## Texto do documento
Ao centro da foto, o cacique Francisco Sávio Silva Santos se torna o primeiro mestre indígena da UFPI
Na noite do dia 27 de agosto, indígenas do Povo Tabajara Alongá reuniam-se na Oca Sagrada da Aldeia Oiticica, zona rural de Piripiri. A reunião era para prestigiar um marco histórico para a comunidade: a defesa de dissertação do primeiro indígena a conquistar o título de mestre pela Universidade Federal do Piauí. O cacique Francisco Sávio Silva Santos recebia o título de mestre, com familiares e indígenas da aldeia acompanhando a sua defesa, trajando o seu cocar adornado de penas azuis e vermelhas. A defesa da pesquisa de Sávio na aldeia foi um pedido da própria comunidade para concluir o seu trabalho direto de sua terra, em volta de seus semelhantes. A noite terminou em festa, a aprovação depois foi comemorada com um jantar na comunidade para celebrar um membro da população indígena pós-graduado.
Francisco Sávio Silva Santos desenvolveu sua pesquisa no âmbito do PPG em Antropologia
Licenciado em Educação do Campo pela UFPI, Sávio sempre esteve ligado ao movimento estudantil e à defesa da Educação do Campo. Ingressou no mestrado pelo Programa de Pós-Graduação em Antropologia (PPGAnt) da UFPI em 2022, por meio do sistema de cotas para indígenas, quilombolas e quebradeiras de coco, implantado no PPGAnt em 2018. Sua trajetória também inclui atuação no Conselho Nacional de Política Indigenista, no Ministério dos Povos Indígenas, e a aprovação em concurso da FUNAI, onde atua na Frente de Proteção aos Indígenas Isolados em Rondônia. Sávio enfatiza que sua trajetória na academia é estímulo para a universidade ser um espaço com uma presença sucessiva dos povos originários. “Possibilita que outros indígenas possam acessar pós-graduação e que possam também se tornar mestres e futuros doutores dentro do Estado do Piauí”, destaca.
Sávio conta que o título de mestre é revolucionário para o acesso do ensino superior para os povos originários. “Quebra barreiras, porque nunca tivemos esse acesso numa instituição de ensino superior do Estado e me torno o primeiro mestre dentro de uma instituição de ensino superior do Piauí”, relata.

## Material de apoio
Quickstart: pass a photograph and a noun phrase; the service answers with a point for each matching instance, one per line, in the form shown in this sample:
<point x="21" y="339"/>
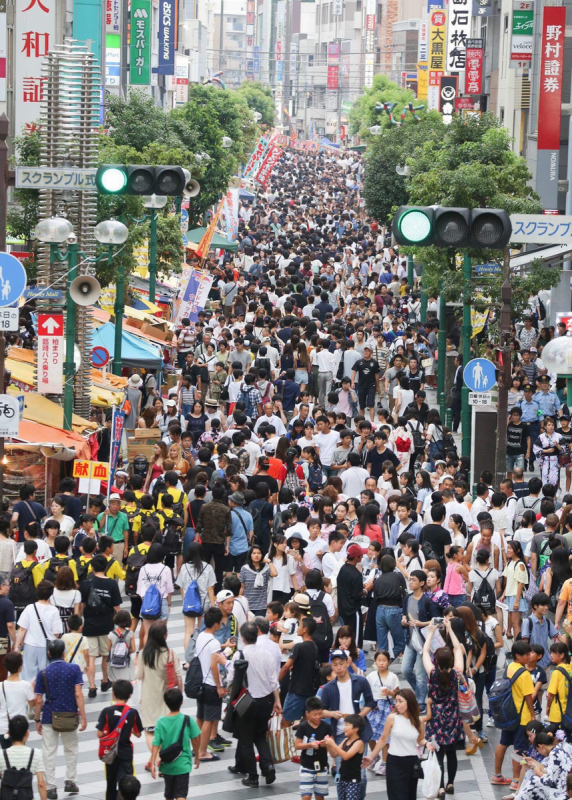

## Enunciado
Traduza para o inglês esta frase da notícia sobre o primeiro mestre indígena da UFPI: "Licenciado em Educação do Campo pela UFPI, Sávio sempre esteve ligado ao movimento estudantil e à defesa da Educação do Campo."

## Resposta
With a teaching degree in Rural Education from UFPI, Sávio has always been involved in the student movement and in the defense of Rural Education.